» What the task asks
A word-for-word copy of the data, pictures excluded, is what this task asks for.
..............................
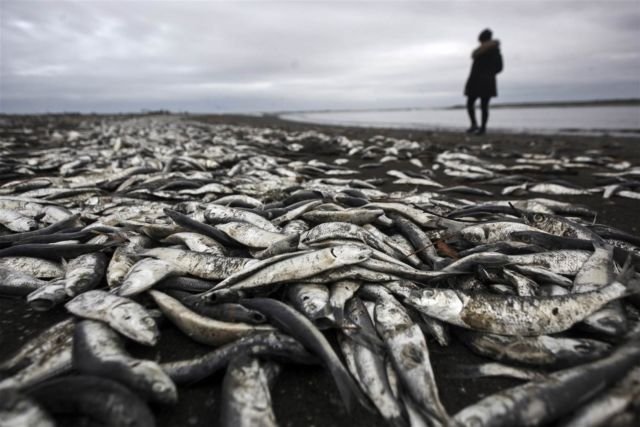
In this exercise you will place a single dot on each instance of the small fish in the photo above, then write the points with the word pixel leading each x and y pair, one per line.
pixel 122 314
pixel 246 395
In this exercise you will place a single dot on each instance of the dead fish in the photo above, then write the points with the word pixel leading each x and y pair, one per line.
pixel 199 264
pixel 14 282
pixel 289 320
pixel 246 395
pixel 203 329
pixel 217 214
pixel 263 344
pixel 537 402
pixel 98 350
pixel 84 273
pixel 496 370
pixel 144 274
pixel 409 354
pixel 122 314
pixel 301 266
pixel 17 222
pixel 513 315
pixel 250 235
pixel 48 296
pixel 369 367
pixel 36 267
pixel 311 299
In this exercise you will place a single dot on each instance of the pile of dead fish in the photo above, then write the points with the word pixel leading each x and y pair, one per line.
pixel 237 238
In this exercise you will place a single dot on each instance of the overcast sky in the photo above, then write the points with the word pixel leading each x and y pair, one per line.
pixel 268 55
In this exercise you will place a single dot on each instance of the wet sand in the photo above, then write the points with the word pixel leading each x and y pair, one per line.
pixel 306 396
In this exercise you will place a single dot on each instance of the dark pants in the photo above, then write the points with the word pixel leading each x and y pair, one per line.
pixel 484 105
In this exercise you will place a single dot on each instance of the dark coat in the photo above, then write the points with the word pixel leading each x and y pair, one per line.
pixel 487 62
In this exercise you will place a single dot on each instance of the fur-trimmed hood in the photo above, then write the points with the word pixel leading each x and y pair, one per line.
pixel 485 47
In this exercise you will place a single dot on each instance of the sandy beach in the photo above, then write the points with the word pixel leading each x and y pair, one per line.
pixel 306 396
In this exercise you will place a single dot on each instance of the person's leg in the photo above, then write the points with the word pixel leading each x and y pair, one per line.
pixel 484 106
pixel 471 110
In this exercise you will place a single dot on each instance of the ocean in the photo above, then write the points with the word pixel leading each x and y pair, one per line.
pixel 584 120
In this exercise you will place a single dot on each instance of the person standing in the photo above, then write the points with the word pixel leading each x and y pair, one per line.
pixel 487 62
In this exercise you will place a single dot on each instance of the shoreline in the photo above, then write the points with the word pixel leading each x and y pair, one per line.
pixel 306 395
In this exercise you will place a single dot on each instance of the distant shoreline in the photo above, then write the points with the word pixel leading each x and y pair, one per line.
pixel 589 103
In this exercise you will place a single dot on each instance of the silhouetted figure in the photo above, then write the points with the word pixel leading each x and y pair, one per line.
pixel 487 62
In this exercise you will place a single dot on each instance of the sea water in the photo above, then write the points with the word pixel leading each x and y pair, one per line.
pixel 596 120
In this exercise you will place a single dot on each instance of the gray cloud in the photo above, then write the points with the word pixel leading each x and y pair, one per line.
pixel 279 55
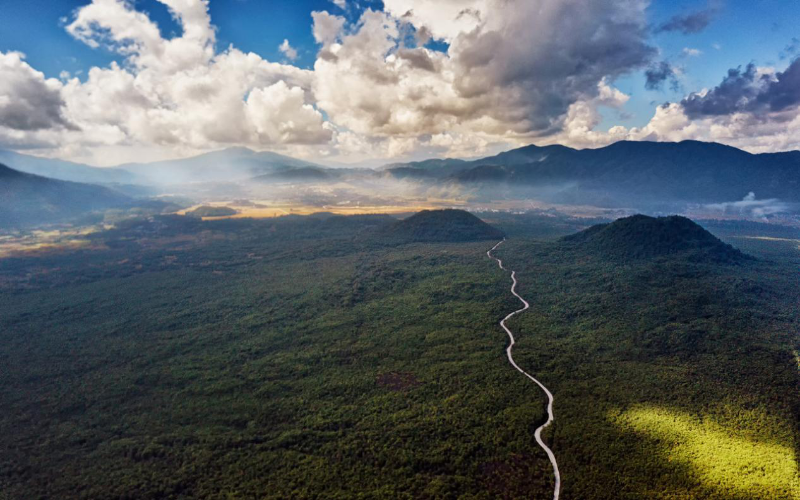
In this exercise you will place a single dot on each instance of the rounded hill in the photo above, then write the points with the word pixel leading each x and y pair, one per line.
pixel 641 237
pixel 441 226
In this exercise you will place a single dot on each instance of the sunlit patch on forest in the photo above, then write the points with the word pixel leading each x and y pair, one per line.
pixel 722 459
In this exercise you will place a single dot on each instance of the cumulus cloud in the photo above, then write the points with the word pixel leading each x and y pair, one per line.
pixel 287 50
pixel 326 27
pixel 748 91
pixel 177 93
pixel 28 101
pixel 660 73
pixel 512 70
..............................
» Response box
In this exercise you will place a single dot on each instance of the small fish in the photo above, then write the points with the word pixel leading each x and y pair, one per line.
pixel 122 314
pixel 246 395
In this exercise you will place a single dot on each instance of the dead fish in the photo above, then write the points with the word pixel leading each x and y pair, one per line.
pixel 199 264
pixel 14 282
pixel 289 320
pixel 246 395
pixel 203 329
pixel 217 214
pixel 263 344
pixel 537 402
pixel 98 350
pixel 84 273
pixel 496 370
pixel 144 274
pixel 409 354
pixel 122 314
pixel 301 266
pixel 17 222
pixel 513 315
pixel 250 235
pixel 48 296
pixel 369 367
pixel 36 267
pixel 311 299
In this exercise you will place a single dot on each instance of the pile of dead fish in the photo above, then write the points with the word pixel leading each x and y pair, one per line.
pixel 237 238
In this exercise you will place a single dot on each instance of the overcast sky in the photo above, then write the points with the word pixel leading each x and y pair, one per line.
pixel 268 55
In this exercise you will place a single dot on each instance of the wet sand in the photo above, then write the points with the word pixel leading each x and y pair, one per line.
pixel 306 396
In this exercise you will place a single dot on each instance of the dark pants in the photo above, then write the points with the word pixel leading each x and y pair, one per line.
pixel 484 105
In this exercise you will place a single dot on each instance of the dark coat in the photo above, then write the points with the word pixel leading each x and y pair, one per line.
pixel 487 62
In this exercise you will place a single dot on each instance of the fur-trimmed hood in the photo above, then write the points with the word pixel leading each x and y pair, one per line.
pixel 485 47
In this exercise you will place a single dot on each instance of the sandy beach in the photo above, then write the points with the word pixel leading each x and y pair, one per line.
pixel 306 396
In this exercise you will place a single dot on each instance of the person's leg in the photo above, then write the points with the word pixel leading each x and y pair, one per line.
pixel 484 106
pixel 471 110
In this exercise you will place a single dot on each instance of the ocean in the photo above, then write the points with the word pixel leading each x and y pair, one per line.
pixel 584 120
In this exercise you will place a single dot on each instance of the person standing in the photo above, then write the points with the word pixel leading each x and y pair, one per line.
pixel 487 62
In this exercise you will place a single dot on each instance of the shoreline in the photo above, then write the points with the word pixel leading each x and y pair, one per line.
pixel 306 395
In this exercise you will place a single dot on each instance of the distant shoreline in the photo above, then write the points with the word pixel leading each x and y pair, one per line.
pixel 589 103
In this exercise you will place a single dot on each instance of the silhouetted figure in the photo above, then write the points with the word pixel leading each x and y pair, one per line.
pixel 487 62
In this exercise you will place a single dot on each instance of the sea water in the photo above, then write the points with the word pixel leading each x and y pair, one per line.
pixel 596 120
In this exercise you will place a single dot on each instance of the gray cloud in the photo above, then write the points with the word pixel leading each x and y pair, one per line.
pixel 279 55
In this exercise you will place a single dot on each instance of the rounded hill in the photo above, then write the points with the word pixel leading each x and y pair, one per line.
pixel 641 237
pixel 441 226
In this exercise you will place a single dot on each instance of the sunlit patch on forest in the photo above, then write the points with the word pixel leading each x and y pair, one per line.
pixel 722 459
In this exercise you will place a single dot on each instance of the cumulus cloud in the photo above, then write the points with the word pixel leading each x and y pair, one per line.
pixel 287 50
pixel 326 27
pixel 748 91
pixel 177 93
pixel 28 101
pixel 660 73
pixel 512 70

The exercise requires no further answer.